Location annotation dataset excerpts

■ ■ ■

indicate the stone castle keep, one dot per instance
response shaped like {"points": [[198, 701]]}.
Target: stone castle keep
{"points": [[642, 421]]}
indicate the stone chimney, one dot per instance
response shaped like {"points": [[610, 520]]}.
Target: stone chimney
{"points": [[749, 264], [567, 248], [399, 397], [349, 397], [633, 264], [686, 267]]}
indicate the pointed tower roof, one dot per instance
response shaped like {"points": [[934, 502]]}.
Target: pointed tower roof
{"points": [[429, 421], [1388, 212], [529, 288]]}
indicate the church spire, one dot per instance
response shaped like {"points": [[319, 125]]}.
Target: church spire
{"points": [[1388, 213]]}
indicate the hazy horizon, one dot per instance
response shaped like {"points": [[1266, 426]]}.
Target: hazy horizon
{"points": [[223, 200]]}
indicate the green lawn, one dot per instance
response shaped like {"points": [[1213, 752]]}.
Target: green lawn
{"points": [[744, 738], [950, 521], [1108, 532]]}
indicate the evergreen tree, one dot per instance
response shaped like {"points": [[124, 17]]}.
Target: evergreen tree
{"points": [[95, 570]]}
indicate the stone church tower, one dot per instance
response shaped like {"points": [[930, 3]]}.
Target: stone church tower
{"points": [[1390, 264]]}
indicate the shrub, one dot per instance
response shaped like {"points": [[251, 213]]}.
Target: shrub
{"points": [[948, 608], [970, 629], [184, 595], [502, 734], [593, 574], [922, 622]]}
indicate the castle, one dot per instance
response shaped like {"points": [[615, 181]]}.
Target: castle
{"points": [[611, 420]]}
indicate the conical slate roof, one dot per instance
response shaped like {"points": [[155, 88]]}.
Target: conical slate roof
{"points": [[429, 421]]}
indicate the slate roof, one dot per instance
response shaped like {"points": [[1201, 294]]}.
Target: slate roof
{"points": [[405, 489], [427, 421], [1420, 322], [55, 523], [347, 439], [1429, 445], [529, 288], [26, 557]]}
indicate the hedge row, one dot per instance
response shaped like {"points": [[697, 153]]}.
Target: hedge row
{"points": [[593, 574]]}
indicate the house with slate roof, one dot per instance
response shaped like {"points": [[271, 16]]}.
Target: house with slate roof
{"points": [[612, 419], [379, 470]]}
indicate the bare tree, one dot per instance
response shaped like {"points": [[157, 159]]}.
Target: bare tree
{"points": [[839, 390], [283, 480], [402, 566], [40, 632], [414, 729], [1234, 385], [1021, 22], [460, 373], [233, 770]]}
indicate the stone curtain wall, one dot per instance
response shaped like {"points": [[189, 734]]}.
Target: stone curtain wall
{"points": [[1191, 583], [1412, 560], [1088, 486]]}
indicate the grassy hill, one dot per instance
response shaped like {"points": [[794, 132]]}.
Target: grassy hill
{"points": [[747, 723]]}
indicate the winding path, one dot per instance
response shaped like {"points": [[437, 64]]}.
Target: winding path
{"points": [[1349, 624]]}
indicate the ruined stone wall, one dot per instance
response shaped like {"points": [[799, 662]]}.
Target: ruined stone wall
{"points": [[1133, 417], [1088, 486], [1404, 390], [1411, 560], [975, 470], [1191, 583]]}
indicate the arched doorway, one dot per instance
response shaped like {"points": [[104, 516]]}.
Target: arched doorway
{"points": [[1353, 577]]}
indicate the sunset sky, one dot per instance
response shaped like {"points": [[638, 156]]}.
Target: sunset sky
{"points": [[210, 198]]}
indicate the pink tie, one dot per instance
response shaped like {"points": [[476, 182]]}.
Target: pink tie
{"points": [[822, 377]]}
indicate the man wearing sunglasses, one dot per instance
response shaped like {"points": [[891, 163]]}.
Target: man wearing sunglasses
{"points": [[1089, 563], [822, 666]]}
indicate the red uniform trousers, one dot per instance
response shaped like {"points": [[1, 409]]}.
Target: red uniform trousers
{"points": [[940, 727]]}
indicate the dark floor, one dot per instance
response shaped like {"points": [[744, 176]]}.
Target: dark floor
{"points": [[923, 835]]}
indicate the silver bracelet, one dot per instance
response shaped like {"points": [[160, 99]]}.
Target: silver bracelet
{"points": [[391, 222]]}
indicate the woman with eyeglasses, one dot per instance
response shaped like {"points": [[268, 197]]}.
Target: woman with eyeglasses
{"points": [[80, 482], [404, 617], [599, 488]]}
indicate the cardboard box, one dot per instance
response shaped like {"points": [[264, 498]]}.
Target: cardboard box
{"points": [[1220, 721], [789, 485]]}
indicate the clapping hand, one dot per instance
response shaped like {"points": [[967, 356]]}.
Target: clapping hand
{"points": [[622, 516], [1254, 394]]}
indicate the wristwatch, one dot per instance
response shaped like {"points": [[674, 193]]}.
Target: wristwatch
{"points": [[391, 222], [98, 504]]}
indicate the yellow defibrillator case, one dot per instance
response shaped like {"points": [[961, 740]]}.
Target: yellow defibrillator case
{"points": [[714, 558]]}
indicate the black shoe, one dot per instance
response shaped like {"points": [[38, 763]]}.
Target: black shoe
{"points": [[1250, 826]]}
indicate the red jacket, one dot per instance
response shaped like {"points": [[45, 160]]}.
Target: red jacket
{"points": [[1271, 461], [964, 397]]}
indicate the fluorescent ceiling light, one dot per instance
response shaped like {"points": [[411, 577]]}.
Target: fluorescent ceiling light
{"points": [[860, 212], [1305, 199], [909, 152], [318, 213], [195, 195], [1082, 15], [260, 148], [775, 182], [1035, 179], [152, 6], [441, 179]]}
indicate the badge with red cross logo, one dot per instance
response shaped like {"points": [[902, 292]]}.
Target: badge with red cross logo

■ ■ ■

WHAT IS NEEDED: Extract every line from the one containing "indicate the clapping" through the last line of the data, inclusive, exactly as written.

CORRECT OUTPUT:
indicate the clapping hand, one dot per instance
response shaped like {"points": [[967, 356]]}.
Target: clapping hand
{"points": [[622, 516], [1254, 394]]}
indicate the wristwatch, one dot per instance
response shaped like {"points": [[674, 193]]}.
Target: wristwatch
{"points": [[391, 222], [98, 504]]}
indicate the yellow defibrillator case, one dot per instance
response shaped like {"points": [[961, 740]]}.
Target: yellow defibrillator case
{"points": [[714, 558]]}
indicate the black shoe, one dot per instance
response shaped like {"points": [[38, 763]]}.
Target: black shoe
{"points": [[1250, 826]]}
indicate the red jacket, one dot per instance
response shaped like {"points": [[45, 160]]}.
Target: red jacket
{"points": [[1271, 461], [964, 397]]}
indicate the fluorescent ceiling light, one dot per instance
response shaped like {"points": [[411, 577]]}.
Target: fluorescent ceiling light
{"points": [[860, 212], [1305, 199], [909, 152], [318, 213], [195, 195], [1082, 15], [260, 148], [775, 182], [1035, 179], [152, 6], [441, 179]]}
indicate the badge with red cross logo, one dot per instance
response shaped like {"points": [[902, 292]]}.
Target: badge with red cross logo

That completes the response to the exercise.